- Position annotation records
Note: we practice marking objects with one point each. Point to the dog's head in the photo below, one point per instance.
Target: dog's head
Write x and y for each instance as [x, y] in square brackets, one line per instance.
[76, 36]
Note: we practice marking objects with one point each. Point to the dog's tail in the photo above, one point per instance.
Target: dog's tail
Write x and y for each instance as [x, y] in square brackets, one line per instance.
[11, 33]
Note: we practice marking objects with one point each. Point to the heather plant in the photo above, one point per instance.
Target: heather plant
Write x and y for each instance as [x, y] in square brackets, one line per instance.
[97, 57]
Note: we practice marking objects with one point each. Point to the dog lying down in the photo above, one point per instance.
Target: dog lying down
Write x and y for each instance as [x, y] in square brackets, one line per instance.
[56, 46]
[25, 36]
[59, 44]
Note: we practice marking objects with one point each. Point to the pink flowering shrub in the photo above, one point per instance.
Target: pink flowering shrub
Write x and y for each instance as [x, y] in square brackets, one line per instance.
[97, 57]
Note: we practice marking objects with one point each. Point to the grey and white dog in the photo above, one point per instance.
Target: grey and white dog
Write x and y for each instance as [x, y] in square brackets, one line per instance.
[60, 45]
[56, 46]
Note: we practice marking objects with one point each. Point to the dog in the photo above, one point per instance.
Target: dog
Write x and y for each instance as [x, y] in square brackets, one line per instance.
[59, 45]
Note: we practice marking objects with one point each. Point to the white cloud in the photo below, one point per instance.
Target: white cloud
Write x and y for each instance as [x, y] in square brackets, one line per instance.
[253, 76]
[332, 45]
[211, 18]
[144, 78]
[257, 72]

...

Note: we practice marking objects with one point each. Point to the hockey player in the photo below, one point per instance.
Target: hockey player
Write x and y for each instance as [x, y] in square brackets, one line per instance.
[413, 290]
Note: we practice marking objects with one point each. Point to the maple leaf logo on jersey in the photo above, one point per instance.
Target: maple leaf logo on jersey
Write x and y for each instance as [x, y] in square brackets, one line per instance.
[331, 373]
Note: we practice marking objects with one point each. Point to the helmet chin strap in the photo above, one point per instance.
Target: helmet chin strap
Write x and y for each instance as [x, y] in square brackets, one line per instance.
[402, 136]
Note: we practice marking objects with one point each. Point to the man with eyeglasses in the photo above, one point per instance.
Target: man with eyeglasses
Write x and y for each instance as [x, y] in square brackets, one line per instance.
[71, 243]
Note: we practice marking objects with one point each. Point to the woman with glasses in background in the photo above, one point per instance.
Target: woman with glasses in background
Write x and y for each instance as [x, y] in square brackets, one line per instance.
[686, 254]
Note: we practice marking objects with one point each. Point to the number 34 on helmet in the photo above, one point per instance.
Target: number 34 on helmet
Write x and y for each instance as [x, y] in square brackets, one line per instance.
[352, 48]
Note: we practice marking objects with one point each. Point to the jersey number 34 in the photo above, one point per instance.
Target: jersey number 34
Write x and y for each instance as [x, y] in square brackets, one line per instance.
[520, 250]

- Exercise instructions
Which lines in the material contain the word "heather"? List every such line, and treat case as significant.

- Exercise response
Note: we practice marking objects with one point each. Point to the heather plant in the photo above, one point per instance.
Target: heather plant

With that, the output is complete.